Print the data that follows exactly.

-- begin Records to process --

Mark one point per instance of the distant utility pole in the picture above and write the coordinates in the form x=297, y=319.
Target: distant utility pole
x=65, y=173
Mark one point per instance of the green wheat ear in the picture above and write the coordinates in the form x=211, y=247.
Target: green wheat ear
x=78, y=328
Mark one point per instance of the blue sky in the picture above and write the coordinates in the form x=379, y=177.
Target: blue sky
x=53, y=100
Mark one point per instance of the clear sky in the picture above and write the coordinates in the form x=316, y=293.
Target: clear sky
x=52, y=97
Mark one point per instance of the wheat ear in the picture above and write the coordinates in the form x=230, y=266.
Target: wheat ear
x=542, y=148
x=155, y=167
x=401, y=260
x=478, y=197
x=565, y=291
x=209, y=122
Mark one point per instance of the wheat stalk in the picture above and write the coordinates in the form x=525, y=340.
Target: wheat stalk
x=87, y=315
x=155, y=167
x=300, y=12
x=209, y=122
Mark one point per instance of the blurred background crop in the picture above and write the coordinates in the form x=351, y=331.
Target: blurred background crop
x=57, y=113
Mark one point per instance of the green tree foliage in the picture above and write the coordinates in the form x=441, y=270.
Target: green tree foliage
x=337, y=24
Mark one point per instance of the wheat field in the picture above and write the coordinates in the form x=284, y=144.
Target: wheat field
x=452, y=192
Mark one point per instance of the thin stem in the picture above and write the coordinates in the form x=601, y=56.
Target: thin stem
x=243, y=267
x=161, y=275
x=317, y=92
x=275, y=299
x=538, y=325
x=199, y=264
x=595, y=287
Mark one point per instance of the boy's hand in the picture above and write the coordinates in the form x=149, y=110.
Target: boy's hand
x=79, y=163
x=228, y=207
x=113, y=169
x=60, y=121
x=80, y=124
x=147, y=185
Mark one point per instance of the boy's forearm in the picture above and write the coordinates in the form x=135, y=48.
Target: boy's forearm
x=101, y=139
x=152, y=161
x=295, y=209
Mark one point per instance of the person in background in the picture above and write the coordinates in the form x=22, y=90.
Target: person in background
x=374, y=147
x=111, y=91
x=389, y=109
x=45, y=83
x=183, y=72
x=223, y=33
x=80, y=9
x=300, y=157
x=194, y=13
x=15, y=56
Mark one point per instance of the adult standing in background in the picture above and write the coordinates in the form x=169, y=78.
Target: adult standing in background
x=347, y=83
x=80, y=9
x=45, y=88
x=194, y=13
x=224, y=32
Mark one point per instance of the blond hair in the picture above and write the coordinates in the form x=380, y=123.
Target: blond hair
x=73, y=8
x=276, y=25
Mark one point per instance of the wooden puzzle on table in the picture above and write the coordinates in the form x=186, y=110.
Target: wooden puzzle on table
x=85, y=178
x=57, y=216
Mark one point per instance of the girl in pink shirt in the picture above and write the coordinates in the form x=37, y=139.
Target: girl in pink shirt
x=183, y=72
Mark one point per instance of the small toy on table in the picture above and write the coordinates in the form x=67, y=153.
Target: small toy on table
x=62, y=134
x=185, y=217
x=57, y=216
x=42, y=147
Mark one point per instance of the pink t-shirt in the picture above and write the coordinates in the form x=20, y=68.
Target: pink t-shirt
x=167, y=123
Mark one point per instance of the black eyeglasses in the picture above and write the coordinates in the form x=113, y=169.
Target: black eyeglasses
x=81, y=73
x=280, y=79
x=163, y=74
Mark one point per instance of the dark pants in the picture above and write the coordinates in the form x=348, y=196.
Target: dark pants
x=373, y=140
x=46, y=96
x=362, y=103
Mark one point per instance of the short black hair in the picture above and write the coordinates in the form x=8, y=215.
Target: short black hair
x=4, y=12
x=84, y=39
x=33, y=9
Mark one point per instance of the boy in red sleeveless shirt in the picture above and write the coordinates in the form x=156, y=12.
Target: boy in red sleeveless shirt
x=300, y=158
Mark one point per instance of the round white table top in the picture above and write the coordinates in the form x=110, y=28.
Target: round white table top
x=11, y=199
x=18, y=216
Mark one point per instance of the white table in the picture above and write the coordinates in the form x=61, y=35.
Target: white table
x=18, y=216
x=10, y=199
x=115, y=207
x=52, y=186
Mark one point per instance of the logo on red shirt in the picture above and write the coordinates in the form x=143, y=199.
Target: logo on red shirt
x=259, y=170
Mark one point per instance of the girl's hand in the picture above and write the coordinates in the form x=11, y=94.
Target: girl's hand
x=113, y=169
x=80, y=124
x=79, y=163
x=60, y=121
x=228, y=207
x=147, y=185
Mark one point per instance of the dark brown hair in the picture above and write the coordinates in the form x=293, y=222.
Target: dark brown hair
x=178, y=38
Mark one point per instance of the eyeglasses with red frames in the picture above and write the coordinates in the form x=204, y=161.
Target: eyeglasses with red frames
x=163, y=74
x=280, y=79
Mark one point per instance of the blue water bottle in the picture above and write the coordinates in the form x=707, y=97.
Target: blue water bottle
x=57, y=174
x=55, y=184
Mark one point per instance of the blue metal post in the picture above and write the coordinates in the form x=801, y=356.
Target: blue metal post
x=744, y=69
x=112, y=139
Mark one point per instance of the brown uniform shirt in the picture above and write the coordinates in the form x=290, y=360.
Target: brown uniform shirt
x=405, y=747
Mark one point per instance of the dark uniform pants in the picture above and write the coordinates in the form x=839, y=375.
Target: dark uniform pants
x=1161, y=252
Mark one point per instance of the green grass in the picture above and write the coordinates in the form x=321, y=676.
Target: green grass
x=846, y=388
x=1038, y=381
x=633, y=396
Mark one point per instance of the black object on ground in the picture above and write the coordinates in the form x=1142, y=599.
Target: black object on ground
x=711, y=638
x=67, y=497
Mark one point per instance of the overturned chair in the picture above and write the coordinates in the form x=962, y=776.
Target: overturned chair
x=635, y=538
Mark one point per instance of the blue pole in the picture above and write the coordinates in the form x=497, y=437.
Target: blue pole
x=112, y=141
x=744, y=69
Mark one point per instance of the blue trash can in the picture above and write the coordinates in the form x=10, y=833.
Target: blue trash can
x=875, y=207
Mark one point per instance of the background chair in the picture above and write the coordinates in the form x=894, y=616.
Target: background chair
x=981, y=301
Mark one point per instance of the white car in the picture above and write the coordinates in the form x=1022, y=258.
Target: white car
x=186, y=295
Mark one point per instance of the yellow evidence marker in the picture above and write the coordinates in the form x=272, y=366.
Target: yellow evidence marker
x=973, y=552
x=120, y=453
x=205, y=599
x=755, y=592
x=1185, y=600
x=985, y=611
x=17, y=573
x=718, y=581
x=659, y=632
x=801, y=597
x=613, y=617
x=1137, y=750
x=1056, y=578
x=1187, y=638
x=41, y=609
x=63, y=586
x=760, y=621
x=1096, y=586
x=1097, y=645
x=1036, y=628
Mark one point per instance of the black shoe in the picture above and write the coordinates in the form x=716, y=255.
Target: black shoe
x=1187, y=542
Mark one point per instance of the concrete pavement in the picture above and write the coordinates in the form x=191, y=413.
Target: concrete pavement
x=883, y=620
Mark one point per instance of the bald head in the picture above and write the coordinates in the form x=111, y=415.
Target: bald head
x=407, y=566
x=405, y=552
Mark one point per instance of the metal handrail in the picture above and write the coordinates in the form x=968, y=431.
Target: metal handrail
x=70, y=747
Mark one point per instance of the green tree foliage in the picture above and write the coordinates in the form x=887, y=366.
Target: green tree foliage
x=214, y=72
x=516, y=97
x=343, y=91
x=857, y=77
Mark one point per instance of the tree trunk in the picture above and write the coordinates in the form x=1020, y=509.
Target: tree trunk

-- end Records to process --

• [Result for this task]
Mark one point per instance of the distant utility pole in the picture above and write the coordinates in the form x=297, y=319.
Target: distant utility pole
x=65, y=173
Mark one point per instance of the green wheat ear in the picture above and write the coordinates in the form x=211, y=247.
Target: green wheat ear
x=78, y=328
Mark one point per instance of the blue sky in the picture above and write the coordinates in the form x=379, y=177.
Target: blue sky
x=53, y=100
Mark one point per instance of the clear sky in the picture above and write the coordinates in the form x=316, y=293.
Target: clear sky
x=52, y=97
Mark one point per instance of the wheat ear in the picture above and write the coordinates in the form x=230, y=266.
Target: wheat ear
x=542, y=148
x=155, y=167
x=401, y=260
x=478, y=197
x=565, y=291
x=209, y=122
Mark one point per instance of the wheat stalk in the picture above and write the coordinates in the form x=525, y=340.
Target: wheat stalk
x=87, y=315
x=155, y=167
x=300, y=12
x=209, y=122
Mark one point per instance of the blurred background crop in the picture above and write the coordinates in the form x=351, y=331.
Target: blurred background crop
x=57, y=113
Mark one point per instance of the green tree foliage in the picture above and write the coordinates in the form x=441, y=270.
Target: green tree foliage
x=337, y=24
Mark one point per instance of the wheat field in the picture above and write the coordinates in the form x=284, y=144.
Target: wheat field
x=452, y=192
Mark one point per instance of the thin stem in the picture above and write the coordinates in the form x=601, y=56.
Target: thin stem
x=243, y=267
x=161, y=275
x=317, y=92
x=275, y=299
x=538, y=325
x=199, y=264
x=595, y=287
Mark one point per instance of the boy's hand in the picture above and write the coordinates in the form x=149, y=110.
Target: boy's hand
x=79, y=163
x=228, y=207
x=113, y=169
x=60, y=121
x=80, y=124
x=147, y=185
Mark one point per instance of the boy's forearm in the picture above and write the coordinates in the form x=135, y=48.
Target: boy's forearm
x=101, y=139
x=152, y=161
x=295, y=209
Mark one point per instance of the person in background in the picture above and write the coordinates in the form x=22, y=90.
Target: person in background
x=374, y=147
x=111, y=91
x=389, y=109
x=45, y=83
x=183, y=72
x=223, y=33
x=80, y=9
x=300, y=157
x=194, y=13
x=15, y=56
Mark one point per instance of the adult standing in background in the picture above and write the coordinates in the form x=169, y=78.
Target: adult standing in background
x=347, y=83
x=80, y=9
x=45, y=88
x=194, y=13
x=224, y=32
Mark one point per instance of the blond hair in the picture above and write the coordinates in the form x=380, y=123.
Target: blond hair
x=73, y=8
x=276, y=25
Mark one point per instance of the wooden puzzle on table in the picture above and write the coordinates in the form x=186, y=110.
Target: wooden puzzle on table
x=85, y=178
x=57, y=216
Mark one point per instance of the girl in pink shirt in the picture above and write the coordinates in the form x=37, y=139.
Target: girl in pink shirt
x=183, y=72
Mark one point per instance of the small toy on table in the picture above and write the coordinates in the form x=67, y=153.
Target: small toy on table
x=62, y=134
x=185, y=217
x=57, y=216
x=42, y=147
Mark one point per instance of the pink t-shirt in the picture above and write the coordinates in the form x=20, y=68.
Target: pink t-shirt
x=167, y=123
Mark one point per instance of the black eyeglasses in the picture above and write the coordinates in the form x=113, y=169.
Target: black eyeglasses
x=81, y=73
x=280, y=79
x=163, y=74
Mark one point per instance of the dark pants in the picture above and write the coordinates in the form x=348, y=196.
Target: dark pants
x=373, y=140
x=46, y=96
x=362, y=103
Mark one point per instance of the short black hair in the picture above and write the coordinates in the form x=8, y=215.
Target: short black hair
x=4, y=12
x=84, y=39
x=33, y=9
Mark one point per instance of the boy in red sleeveless shirt in the picture above and write the coordinates in the form x=156, y=12.
Target: boy in red sleeveless shirt
x=300, y=158
Mark one point per instance of the round white table top in the picture above and write the coordinates in the form x=110, y=28.
Target: round white table top
x=11, y=199
x=18, y=216
Mark one point per instance of the white table in the picture above and write the coordinates in the form x=61, y=35.
Target: white table
x=18, y=216
x=10, y=199
x=115, y=207
x=52, y=186
Mark one point per instance of the logo on red shirt in the picture above and write the coordinates in the form x=143, y=199.
Target: logo on red shirt
x=259, y=170
Mark one point per instance of the girl's hand in the picture above and write the coordinates in the form x=11, y=94.
Target: girl's hand
x=113, y=169
x=80, y=124
x=79, y=163
x=60, y=121
x=228, y=207
x=147, y=185
Mark one point per instance of the dark brown hair in the picture above and write the coordinates in the form x=293, y=222.
Target: dark brown hair
x=178, y=38
Mark one point per instance of the eyeglasses with red frames in the picture above and write the coordinates in the form x=204, y=161.
Target: eyeglasses with red frames
x=163, y=74
x=280, y=79
Mark one point per instance of the blue water bottle in the picture above and write the coordinates in the form x=707, y=97.
Target: blue water bottle
x=57, y=174
x=55, y=184
Mark one point per instance of the blue metal post in the picture above and write the coordinates in the form x=801, y=356.
Target: blue metal post
x=744, y=69
x=112, y=139
Mark one point per instance of the brown uniform shirt in the picture above and write the coordinates in the form x=290, y=360.
Target: brown uniform shirt
x=405, y=747
Mark one point per instance of the dark uniform pants in the picture above and write the coordinates in the form x=839, y=375.
Target: dark uniform pants
x=1161, y=252
Mark one point per instance of the green grass in the picture above and write the coordinates in the form x=321, y=676.
Target: green grass
x=846, y=388
x=1038, y=381
x=633, y=396
Mark one point per instance of the black object on ground in the picture above and write the coordinates in the form x=1142, y=599.
Target: black object on ground
x=711, y=638
x=67, y=497
Mark one point per instance of the overturned chair in the picture above and write the coordinates in the form x=962, y=776.
Target: overturned chair
x=635, y=538
Mark one point per instance of the blue pole in the picture above and write the coordinates in the form x=497, y=437.
Target: blue pole
x=112, y=141
x=744, y=69
Mark one point per instance of the blue trash can in the picture above and write the coordinates in the form x=10, y=833.
Target: blue trash can
x=875, y=207
Mark one point per instance of the background chair in the picture above and write the coordinates in the form x=894, y=616.
Target: background chair
x=981, y=301
Mark one point per instance of the white car in the picture above and write the coordinates in the form x=1022, y=258.
Target: white car
x=186, y=295
Mark one point per instance of the yellow evidence marker in the picture above and write the coordinates in the form x=272, y=366.
Target: yellow evidence marker
x=973, y=552
x=120, y=453
x=205, y=599
x=755, y=592
x=1185, y=600
x=985, y=611
x=17, y=573
x=718, y=581
x=659, y=632
x=801, y=597
x=613, y=617
x=1137, y=750
x=1056, y=578
x=1187, y=638
x=41, y=609
x=63, y=586
x=760, y=621
x=1096, y=586
x=1097, y=645
x=1036, y=628
Mark one point per instance of the black shoe in the picture above and write the coordinates in the form x=716, y=255.
Target: black shoe
x=1187, y=542
Mark one point per instance of the concrete pavement in the picture above and write the coordinates in the form x=191, y=413.
Target: concrete pavement
x=883, y=620
Mark one point per instance of the bald head in the picture above and write the coordinates in the form x=111, y=415.
Target: bald head
x=407, y=566
x=405, y=552
Mark one point per instance of the metal handrail in the picture above and write the coordinates in the form x=968, y=431.
Target: metal handrail
x=70, y=747
Mark one point per instance of the green tree foliage in the picture above and write the coordinates in the form x=887, y=366.
Target: green tree foliage
x=214, y=72
x=516, y=97
x=343, y=91
x=857, y=77
Mark one point per instance of the tree trunk in the picture above and write the coordinates in the form x=1020, y=509.
Target: tree trunk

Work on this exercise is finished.